• _PROBLEM TO SOLVE_
In the operating system text, which RAM addresses are set aside for the heap?

• _TEXT_
============

Build a Computer from NAND Gates
Part 9: The Operating System
Our compiler generates calls like Math.multiply, Memory.alloc, and Output.printInt. But who implements these functions?
We do, by writing an operating system in Jack itself.
OS classes
The Jack OS provides eight classes:
Each class serves a specific purpose, from mathematics to graphics to memory management. Together, they form a minimal but complete runtime library.
Memory management
The most fundamental OS service is memory allocation:
The heap
Memory layout:
- RAM[0-4]: Segment pointers (SP, LCL, ARG, THIS, THAT)
- RAM[5-12]: Temp segment
- RAM[13-15]: General purpose
- RAM[16-255]: Static variables
- RAM[256-2047]: Stack
- RAM[2048-16383]: Heap (for objects and arrays)
- RAM[16384-24575]: Screen memory
- RAM[24576]: Keyboard memory
Free list algorithm
The allocator maintains a free list, a linked list of available memory blocks:
Memory.init():
freeList = 2048
RAM[2048] = 14335 // size of free block
RAM[2049] = null // next pointer (null = end of list)
Memory.alloc(size):
search freeList for block with size >= requested + 1
if found:
if block is larger than needed:
split block (allocate front, keep rest free)
else:
use entire block
return address + 1 (skip size header)
else:
Sys.error(6) // heap overflow
Memory.deAlloc(object):
block = object - 1 // point to size header
add block to freeList
merge with adjacent free blocks if possible
Block structure
Each allocated block has a size header:
┌─────────────────────┐
│ size (including hdr)│ ← RAM[block]
├─────────────────────┤
│ data[0] │ ← returned pointer
│ data[1] │
│ ... │
└─────────────────────┘
This lets deAlloc know how much to free.

============

• _SOURCE EXCERPT_
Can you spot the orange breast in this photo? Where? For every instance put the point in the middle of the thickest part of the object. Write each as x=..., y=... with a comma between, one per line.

============

• _EXPECTED ANSWER_
RAM[2048-16383]